### DESCRIPTION OF THE TASK
Pick out each line of the data below that contains the string "woman", matching case exactly, and copy those lines.

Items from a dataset
* * *
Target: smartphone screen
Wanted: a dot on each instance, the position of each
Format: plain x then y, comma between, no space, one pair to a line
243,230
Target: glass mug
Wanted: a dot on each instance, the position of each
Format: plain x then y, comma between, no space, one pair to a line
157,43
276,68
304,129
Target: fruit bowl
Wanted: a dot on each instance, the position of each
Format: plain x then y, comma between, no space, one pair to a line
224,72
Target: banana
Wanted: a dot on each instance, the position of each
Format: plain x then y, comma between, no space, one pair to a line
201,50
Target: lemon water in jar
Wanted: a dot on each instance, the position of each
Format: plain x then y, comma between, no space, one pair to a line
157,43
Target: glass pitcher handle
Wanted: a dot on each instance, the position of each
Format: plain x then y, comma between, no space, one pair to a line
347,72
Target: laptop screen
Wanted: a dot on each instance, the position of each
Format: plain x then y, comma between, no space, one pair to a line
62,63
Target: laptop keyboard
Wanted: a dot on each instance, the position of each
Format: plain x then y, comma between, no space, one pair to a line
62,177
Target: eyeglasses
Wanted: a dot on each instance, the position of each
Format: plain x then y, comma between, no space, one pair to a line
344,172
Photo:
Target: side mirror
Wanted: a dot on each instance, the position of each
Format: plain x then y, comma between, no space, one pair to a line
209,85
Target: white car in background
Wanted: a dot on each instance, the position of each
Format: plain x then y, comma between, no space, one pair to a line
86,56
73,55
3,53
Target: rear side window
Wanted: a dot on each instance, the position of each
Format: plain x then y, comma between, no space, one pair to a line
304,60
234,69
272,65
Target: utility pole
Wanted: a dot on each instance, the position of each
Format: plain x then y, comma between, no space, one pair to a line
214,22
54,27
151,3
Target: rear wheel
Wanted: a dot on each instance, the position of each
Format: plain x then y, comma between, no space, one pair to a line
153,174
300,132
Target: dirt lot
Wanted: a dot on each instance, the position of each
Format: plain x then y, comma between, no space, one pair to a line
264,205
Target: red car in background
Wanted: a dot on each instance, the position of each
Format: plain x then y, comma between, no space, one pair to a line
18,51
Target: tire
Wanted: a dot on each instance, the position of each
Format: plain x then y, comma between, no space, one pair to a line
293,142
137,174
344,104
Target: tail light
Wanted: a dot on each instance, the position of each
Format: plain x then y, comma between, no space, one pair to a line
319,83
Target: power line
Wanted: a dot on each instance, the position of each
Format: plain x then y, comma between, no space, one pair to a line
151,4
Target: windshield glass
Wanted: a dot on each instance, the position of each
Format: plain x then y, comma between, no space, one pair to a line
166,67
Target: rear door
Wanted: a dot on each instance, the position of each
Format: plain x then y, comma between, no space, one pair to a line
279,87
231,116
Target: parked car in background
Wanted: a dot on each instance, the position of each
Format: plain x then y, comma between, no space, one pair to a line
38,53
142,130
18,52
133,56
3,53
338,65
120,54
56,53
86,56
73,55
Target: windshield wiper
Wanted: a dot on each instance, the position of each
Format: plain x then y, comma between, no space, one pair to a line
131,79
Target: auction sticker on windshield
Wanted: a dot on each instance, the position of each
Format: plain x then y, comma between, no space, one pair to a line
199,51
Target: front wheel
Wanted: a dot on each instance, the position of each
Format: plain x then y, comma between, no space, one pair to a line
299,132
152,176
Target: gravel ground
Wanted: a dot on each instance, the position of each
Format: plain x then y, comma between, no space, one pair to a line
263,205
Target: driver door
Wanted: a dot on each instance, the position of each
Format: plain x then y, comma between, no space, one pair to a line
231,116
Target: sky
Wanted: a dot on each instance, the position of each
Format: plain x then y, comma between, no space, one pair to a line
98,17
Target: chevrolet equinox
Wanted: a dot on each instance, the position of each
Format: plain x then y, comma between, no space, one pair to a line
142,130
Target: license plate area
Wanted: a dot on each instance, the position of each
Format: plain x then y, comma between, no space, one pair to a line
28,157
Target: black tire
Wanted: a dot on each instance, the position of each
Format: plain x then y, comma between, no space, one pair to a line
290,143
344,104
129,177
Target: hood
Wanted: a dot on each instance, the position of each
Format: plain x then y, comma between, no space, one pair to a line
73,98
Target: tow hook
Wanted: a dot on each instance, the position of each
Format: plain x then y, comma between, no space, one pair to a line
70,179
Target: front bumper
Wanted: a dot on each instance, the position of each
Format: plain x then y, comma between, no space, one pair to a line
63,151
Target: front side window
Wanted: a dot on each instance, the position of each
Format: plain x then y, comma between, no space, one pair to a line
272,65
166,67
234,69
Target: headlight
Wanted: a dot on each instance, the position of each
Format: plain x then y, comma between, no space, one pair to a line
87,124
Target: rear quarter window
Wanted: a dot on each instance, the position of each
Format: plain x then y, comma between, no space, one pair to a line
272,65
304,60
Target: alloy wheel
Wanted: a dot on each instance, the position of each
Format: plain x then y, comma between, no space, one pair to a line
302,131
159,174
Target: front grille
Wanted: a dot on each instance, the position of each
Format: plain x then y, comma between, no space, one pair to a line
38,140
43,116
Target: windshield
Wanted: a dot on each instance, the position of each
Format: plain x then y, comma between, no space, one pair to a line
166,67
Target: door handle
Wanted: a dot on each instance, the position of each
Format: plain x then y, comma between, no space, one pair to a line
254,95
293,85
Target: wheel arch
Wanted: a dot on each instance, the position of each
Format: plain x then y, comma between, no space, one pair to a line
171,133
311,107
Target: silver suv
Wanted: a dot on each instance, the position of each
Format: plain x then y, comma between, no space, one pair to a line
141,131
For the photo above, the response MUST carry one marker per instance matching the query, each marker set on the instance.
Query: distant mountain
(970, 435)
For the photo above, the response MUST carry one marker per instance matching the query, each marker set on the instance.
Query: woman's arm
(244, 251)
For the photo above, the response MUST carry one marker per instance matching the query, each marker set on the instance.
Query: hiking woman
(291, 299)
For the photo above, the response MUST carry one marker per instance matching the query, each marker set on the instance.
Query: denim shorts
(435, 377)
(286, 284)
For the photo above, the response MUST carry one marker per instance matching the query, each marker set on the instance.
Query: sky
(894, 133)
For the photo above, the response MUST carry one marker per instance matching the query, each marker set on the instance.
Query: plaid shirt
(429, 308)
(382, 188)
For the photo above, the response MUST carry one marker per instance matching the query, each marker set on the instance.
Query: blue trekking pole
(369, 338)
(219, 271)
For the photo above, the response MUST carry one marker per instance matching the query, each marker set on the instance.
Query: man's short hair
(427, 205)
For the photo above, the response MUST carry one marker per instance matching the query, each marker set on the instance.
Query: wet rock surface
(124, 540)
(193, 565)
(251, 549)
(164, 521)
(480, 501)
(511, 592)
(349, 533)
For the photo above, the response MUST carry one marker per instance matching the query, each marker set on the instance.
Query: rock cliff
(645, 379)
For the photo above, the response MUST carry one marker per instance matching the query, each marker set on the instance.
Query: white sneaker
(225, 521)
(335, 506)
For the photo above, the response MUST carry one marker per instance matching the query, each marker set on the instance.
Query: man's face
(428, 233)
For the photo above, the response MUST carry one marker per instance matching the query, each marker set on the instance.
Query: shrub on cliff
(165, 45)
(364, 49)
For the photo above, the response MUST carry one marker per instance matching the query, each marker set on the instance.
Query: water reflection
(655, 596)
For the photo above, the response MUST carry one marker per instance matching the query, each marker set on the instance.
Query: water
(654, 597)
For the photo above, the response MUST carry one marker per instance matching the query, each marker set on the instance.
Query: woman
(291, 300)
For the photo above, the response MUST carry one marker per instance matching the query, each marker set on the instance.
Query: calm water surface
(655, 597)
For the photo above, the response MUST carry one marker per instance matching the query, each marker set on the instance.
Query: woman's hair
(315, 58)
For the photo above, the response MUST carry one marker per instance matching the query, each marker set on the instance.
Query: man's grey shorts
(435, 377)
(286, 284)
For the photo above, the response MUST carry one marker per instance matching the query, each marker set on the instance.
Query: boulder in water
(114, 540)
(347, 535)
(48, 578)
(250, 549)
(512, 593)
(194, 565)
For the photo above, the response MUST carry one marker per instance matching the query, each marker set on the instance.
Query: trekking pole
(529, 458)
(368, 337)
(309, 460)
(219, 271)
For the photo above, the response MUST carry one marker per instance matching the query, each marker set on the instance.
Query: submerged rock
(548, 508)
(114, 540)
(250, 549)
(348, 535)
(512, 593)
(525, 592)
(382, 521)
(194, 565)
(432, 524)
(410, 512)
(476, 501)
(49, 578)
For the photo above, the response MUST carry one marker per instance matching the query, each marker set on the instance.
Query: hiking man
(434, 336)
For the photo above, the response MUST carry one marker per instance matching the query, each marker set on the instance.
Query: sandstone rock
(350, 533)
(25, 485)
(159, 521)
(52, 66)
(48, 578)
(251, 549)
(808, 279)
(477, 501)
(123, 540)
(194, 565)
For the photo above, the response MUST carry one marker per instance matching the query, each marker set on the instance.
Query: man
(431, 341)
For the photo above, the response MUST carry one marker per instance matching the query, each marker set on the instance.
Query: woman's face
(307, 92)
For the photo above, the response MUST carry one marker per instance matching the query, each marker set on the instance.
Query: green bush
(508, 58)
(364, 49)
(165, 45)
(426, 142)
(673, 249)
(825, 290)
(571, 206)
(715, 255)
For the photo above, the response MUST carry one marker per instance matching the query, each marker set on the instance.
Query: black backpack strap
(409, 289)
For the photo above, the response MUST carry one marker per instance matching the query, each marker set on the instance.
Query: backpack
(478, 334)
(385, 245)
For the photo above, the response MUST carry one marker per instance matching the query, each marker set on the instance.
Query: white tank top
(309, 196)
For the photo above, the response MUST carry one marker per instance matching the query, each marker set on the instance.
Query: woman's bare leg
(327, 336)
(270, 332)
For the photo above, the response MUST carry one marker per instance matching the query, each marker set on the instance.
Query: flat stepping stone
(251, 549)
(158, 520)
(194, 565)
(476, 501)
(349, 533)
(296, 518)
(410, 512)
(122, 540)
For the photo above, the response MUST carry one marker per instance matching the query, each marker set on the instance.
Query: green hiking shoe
* * *
### THE SOLUTION
Query: woman's arm
Query: hiking woman
Query: woman
Query: woman's hair
Query: woman's face
Query: woman's bare leg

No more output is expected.